* _ANFORDERUNGEN_:
Schreibe alle Zeilen zwischen der Zeile mit "Keep to these rules. Indicate every instance of the man hanging" und dem Ende der Einträge, beide einschließlich, vollständig ab, auch die Zeilen ohne Koordinaten. Multipliziere dabei jede Koordinate in den Antworten mit 2,15 und runde auf ganze Zahlen, wobei ,5 aufgerundet wird.

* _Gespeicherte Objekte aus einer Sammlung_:

----

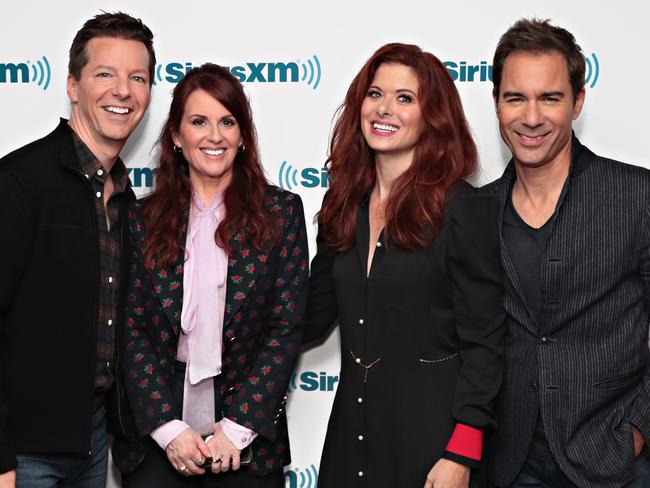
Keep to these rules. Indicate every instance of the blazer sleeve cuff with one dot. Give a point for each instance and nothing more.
(466, 444)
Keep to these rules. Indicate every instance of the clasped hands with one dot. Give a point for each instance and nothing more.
(188, 452)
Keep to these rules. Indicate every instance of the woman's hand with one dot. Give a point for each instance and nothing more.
(447, 474)
(223, 449)
(187, 452)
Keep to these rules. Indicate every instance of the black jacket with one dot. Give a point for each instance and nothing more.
(430, 322)
(584, 363)
(49, 290)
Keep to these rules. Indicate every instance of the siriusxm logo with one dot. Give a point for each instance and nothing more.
(142, 176)
(463, 71)
(312, 381)
(297, 478)
(38, 73)
(310, 177)
(265, 72)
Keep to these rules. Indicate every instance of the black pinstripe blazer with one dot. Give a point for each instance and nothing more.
(584, 363)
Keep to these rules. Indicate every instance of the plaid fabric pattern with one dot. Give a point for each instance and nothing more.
(109, 257)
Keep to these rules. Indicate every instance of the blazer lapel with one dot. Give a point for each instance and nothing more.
(515, 306)
(244, 267)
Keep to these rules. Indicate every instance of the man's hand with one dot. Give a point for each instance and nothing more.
(447, 474)
(187, 452)
(223, 449)
(8, 479)
(639, 441)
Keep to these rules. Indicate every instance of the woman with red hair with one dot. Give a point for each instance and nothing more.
(409, 263)
(216, 302)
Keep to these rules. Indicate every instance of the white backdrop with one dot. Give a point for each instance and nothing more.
(322, 45)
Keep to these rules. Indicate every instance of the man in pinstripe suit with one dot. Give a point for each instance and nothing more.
(574, 409)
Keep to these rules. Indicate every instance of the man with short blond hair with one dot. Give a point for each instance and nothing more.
(63, 202)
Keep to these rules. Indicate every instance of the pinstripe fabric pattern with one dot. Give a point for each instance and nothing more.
(589, 377)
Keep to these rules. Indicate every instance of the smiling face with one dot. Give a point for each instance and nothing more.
(209, 137)
(112, 93)
(391, 120)
(536, 109)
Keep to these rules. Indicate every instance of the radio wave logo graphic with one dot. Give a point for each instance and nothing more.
(296, 478)
(593, 70)
(43, 72)
(313, 70)
(288, 176)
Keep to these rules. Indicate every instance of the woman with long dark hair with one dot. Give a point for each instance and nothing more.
(408, 262)
(216, 301)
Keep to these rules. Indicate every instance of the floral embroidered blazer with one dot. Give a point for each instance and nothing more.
(263, 322)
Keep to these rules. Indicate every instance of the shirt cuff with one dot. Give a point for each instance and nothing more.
(239, 435)
(465, 445)
(166, 433)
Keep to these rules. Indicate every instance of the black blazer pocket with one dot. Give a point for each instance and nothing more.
(619, 381)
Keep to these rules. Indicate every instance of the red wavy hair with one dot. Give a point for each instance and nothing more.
(164, 210)
(444, 155)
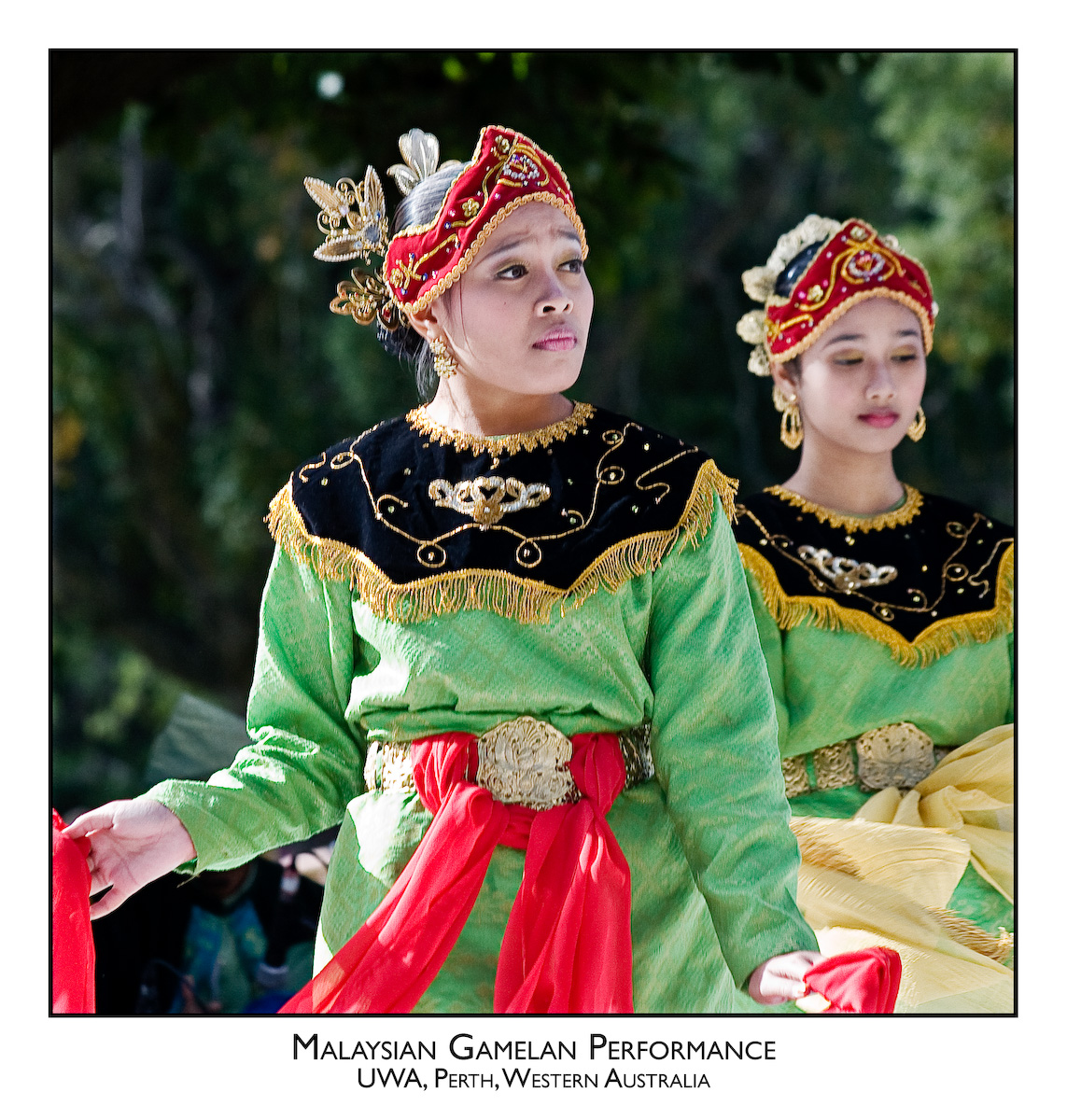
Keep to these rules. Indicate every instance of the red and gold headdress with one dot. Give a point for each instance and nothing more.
(420, 262)
(804, 292)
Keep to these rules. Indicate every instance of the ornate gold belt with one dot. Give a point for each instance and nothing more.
(899, 755)
(523, 762)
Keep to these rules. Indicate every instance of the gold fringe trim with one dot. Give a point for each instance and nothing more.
(853, 524)
(526, 600)
(512, 442)
(965, 932)
(937, 639)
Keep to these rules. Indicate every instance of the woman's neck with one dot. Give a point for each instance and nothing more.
(847, 482)
(493, 412)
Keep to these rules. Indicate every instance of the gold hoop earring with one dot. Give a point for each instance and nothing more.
(792, 432)
(445, 363)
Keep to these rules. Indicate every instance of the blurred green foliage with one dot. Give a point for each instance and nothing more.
(195, 363)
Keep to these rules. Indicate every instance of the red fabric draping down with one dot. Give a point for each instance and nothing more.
(73, 956)
(566, 945)
(865, 981)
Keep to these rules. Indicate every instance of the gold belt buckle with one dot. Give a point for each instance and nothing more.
(525, 762)
(899, 755)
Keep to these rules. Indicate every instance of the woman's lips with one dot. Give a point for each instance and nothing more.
(557, 341)
(880, 419)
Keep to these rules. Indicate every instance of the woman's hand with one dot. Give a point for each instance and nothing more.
(781, 978)
(133, 844)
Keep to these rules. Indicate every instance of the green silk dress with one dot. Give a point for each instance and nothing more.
(872, 622)
(597, 587)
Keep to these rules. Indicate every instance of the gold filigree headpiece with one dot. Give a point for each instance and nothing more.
(354, 219)
(420, 262)
(803, 295)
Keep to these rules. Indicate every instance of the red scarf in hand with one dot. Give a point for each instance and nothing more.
(566, 946)
(865, 981)
(73, 957)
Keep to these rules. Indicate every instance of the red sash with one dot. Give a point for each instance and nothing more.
(566, 945)
(865, 981)
(73, 956)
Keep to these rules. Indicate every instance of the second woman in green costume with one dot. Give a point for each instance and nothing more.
(538, 582)
(886, 620)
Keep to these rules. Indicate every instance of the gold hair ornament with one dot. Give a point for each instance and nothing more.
(353, 218)
(759, 285)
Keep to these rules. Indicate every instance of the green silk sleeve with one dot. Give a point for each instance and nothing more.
(306, 760)
(770, 643)
(1010, 715)
(715, 751)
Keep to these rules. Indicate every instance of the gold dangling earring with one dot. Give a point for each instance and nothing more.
(792, 432)
(445, 363)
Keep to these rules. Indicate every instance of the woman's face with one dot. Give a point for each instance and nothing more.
(519, 317)
(861, 384)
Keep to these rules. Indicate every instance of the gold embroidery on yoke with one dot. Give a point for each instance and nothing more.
(525, 599)
(487, 499)
(844, 574)
(942, 637)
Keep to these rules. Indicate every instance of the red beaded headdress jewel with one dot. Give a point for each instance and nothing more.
(423, 261)
(853, 263)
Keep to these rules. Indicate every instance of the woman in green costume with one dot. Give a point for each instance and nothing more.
(886, 619)
(509, 574)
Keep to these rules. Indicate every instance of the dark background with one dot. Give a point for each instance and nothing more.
(195, 362)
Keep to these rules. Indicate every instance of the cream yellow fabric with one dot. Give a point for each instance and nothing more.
(971, 795)
(884, 876)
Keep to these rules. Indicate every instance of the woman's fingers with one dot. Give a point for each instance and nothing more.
(111, 901)
(102, 818)
(781, 978)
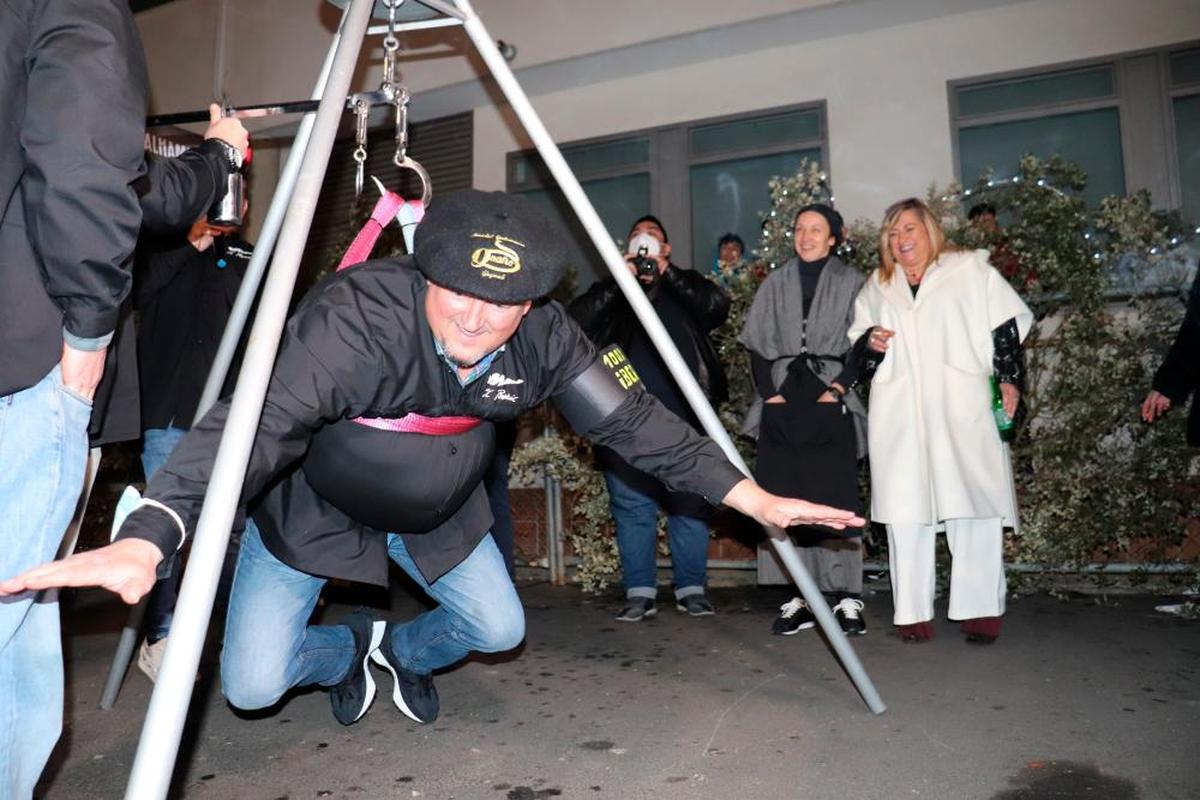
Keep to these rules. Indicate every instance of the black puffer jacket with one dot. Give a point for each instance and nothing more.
(1179, 377)
(607, 318)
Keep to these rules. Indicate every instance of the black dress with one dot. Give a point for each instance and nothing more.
(808, 449)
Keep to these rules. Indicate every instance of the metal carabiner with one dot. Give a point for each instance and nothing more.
(407, 162)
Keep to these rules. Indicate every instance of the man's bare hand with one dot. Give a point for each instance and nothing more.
(1009, 396)
(126, 567)
(784, 512)
(227, 128)
(82, 370)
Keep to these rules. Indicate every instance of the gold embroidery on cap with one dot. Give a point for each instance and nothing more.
(499, 260)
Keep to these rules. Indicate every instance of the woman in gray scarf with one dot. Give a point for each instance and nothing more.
(811, 429)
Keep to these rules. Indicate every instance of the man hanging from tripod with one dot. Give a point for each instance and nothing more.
(373, 440)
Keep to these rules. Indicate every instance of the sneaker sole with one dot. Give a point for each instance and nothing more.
(648, 614)
(377, 629)
(397, 697)
(684, 609)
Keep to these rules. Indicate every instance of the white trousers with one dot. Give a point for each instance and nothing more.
(977, 570)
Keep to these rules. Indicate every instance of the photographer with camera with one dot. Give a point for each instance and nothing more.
(690, 306)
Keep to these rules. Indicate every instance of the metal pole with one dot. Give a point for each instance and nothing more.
(267, 238)
(228, 347)
(559, 572)
(159, 746)
(658, 334)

----

* _VOLLSTÄNDIGE AUSGABE_:
Keep to these rules. Indicate every instance of the man hanging from tripod with one dot. Give a point for each instance and nothing more.
(802, 946)
Keep to these rules. Indicate every instance of the sneaker sole with one dot. Give a point for each instance and nothing more.
(1393, 1320)
(811, 1352)
(854, 1499)
(1471, 1309)
Keep to these rules. Indicate every instance of the white trousers with one dot. Give a point for each instance and nothing more.
(2101, 1226)
Keep to these rules. Indicate every instance of the photographer with camera with one dot. Give a point for each instance and nothing more.
(1484, 658)
Keep to these rules. Indicate every instance of the metal pole with one dot. Give a point for each instance and nothing more.
(574, 512)
(490, 746)
(1202, 1230)
(342, 1604)
(1415, 718)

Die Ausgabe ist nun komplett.